▶ [Task to carry out]
Pick out each line of the listing below that contains the string "query". Case matters, so only count matches with the same capitalization.

Extracted data entries:
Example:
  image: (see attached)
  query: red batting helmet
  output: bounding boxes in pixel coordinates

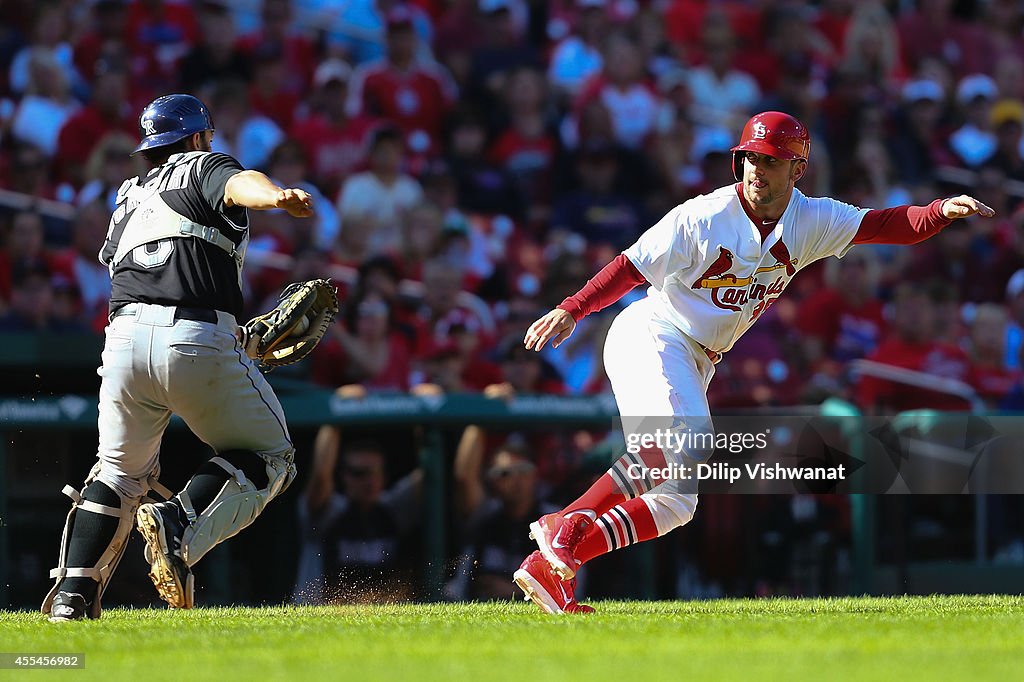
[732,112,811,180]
==
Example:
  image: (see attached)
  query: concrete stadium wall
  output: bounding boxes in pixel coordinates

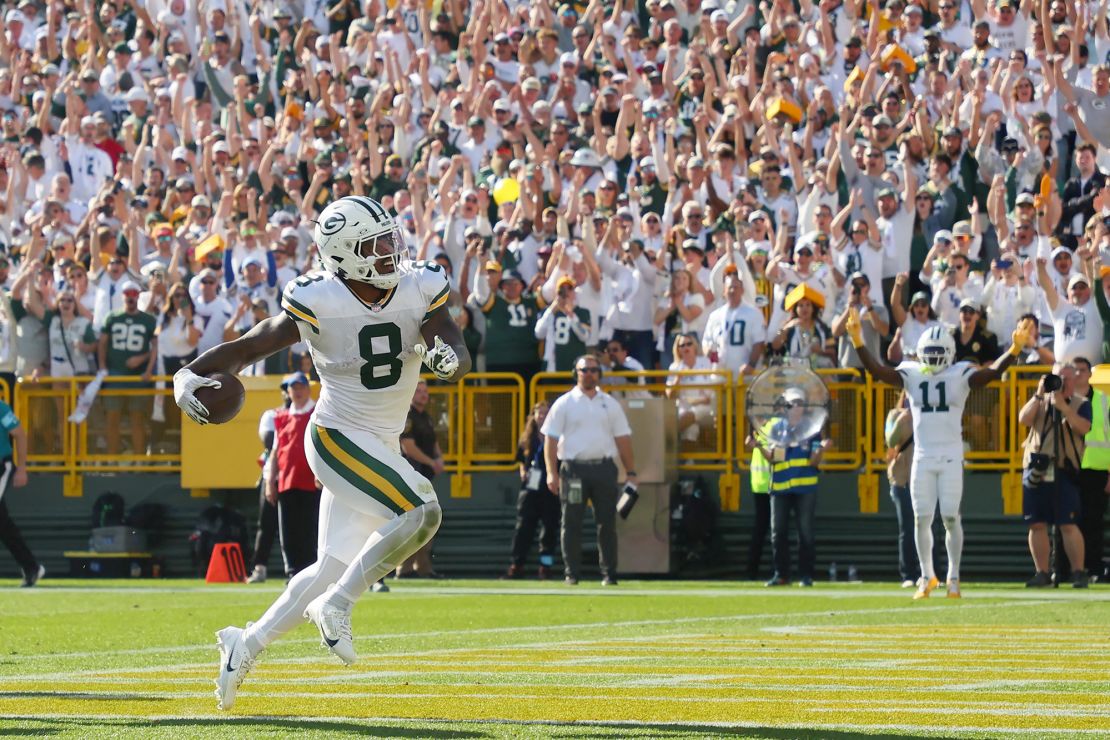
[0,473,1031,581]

▶ [Written solution]
  query: red batting helmet
  query: concrete stadium wall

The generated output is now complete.